-------- Selected excerpt --------
There is a game. The magician let the participant think up a positive integer (at least two digits). For example, an integer $ \displaystyle\overline{a_1a_2 \cdots a_n}$ is rearranged as $ \overline{a_{i_1}a_{i_2} \cdots a_{i_n}}$, that is, $ i_1, i_2, \cdots, i_n$ is a permutation of $ 1,2, \cdots, n$. Then we get $ n!-1$ integers. The participant is asked to calculate the sum of the $ n!-1$ numbers, then tell the magician the sum $ S$. The magician claims to be able to know the original number when he is told the sum $ S$. Try to decide whether the magician can be successful or not.
Problem
Source: China TST 2002 Quiz
Tags: combinatorics unsolved, combinatorics
19.10.2016 11:20
The answer is affirmative,By considering size,we can get n,then by module 9,we can know $\sum a_{i}$,thus the answer.
28.10.2019 05:26
We claim that the answer is yes, the magician can succeed. It suffices to show that for any $x, y \in \mathbb{N}_{ \ge 10}$, the sum that the participant computes is not the same. Case 1. $x, y$ have different numbers of digits. Suppose that $x, y$ have $m, n$ digits respectively, where $m < n$. Note that the participant's computed sum for $x$ is at most $(m! - 1) (10^m - 1)$, while that for $n$ is at least $((n-1)! - 1)(10^{n-1})$. Since $10^{n-1} > 10^m$, $(n-1)! \ge m!$, we're done in this case. Case 2. $x, y$ have the same number of digits If that number of digits is $2$, we are easily done. Let's prove it when the number of digits is $3.$ We want to show that $222(s(x)) - x \neq 222(s(y)) - y$, where $s(n)$ denotes the sum of the digits of $n$. Suppose not. We must clearly have that $x \equiv y$ (mod $222$). Hence, $3 | x-y \Rightarrow 3| s(x) - s(y) \Rightarrow 666| x - y \Rightarrow 9| s(x) - s(y) \Rightarrow 1998 | x-y.$ Hence $x = y$, contradiction. Now let's show it when the number of digits is $4.$ We want to show that $6666(s(x)) - x \neq 6666(s(y)) - y.$ Suppose not. Then $6666 | x-y \Rightarrow 3 | s(x) - s(y) \Rightarrow 19998 | x-y \Rightarrow x = y$, contradiction. If they both have $\ge 5$ digits, say they have $t \ge 5$ digits, then we must have $(t-1)! \frac{10^t-1}{9} | x-y$. This easily implies $x = y$ for $t \ge 5$. As we've exhausted all cases, we're done. $\square$
--------
For each statement, say yes or no to whether it agrees with the magician thread, and quote the words of the thread that settle it. (a) Rearranging the participant's number yields $n!-1$ integers. (b) The problem is credited to China TST 2002. (c) The post from 2019 treats the two-digit case as the hardest one. The records that follow come from a separate source.
-------- Entries supplied --------
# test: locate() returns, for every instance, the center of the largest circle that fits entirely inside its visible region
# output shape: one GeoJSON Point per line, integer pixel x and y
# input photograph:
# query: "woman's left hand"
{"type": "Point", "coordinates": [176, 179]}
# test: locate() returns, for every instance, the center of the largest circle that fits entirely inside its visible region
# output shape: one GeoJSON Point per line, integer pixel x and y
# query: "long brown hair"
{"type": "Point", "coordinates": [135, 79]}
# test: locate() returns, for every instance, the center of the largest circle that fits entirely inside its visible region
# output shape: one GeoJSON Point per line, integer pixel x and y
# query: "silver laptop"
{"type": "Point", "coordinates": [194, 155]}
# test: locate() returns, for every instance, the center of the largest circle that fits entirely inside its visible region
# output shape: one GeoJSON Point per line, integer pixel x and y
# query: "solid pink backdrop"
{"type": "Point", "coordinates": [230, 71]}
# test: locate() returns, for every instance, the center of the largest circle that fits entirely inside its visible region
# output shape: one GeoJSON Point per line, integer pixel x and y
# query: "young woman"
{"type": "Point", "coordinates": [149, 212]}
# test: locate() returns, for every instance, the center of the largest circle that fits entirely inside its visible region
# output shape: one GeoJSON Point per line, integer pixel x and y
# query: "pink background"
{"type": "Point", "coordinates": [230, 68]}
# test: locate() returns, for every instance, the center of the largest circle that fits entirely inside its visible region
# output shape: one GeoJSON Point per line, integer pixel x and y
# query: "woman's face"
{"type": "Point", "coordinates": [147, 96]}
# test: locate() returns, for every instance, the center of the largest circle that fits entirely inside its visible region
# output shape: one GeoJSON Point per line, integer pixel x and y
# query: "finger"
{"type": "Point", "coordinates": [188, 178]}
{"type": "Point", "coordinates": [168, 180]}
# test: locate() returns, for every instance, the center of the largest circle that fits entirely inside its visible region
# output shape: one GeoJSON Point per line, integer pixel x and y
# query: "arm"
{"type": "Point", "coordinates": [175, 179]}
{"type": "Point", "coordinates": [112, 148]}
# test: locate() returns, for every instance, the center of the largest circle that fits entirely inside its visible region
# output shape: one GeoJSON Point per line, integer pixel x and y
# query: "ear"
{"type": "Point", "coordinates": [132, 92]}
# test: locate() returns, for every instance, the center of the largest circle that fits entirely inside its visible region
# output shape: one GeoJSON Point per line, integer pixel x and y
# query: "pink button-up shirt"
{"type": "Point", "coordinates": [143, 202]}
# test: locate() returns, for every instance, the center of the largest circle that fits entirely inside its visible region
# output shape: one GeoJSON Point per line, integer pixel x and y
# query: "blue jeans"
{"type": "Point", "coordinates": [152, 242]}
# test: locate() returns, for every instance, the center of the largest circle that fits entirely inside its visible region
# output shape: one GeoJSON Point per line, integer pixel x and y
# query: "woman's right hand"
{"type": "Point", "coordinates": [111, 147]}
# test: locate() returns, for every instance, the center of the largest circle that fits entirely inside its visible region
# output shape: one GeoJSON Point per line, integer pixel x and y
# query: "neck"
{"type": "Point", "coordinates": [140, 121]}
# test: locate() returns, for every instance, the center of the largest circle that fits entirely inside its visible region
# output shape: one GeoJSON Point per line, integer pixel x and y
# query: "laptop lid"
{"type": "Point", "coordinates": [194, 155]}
--------
[Result for this task]
(a) Yes: "Then we get $ n!-1$ integers."
(b) Yes: "Source: China TST 2002 Quiz"
(c) No: "If that number of digits is $2$, we are easily done."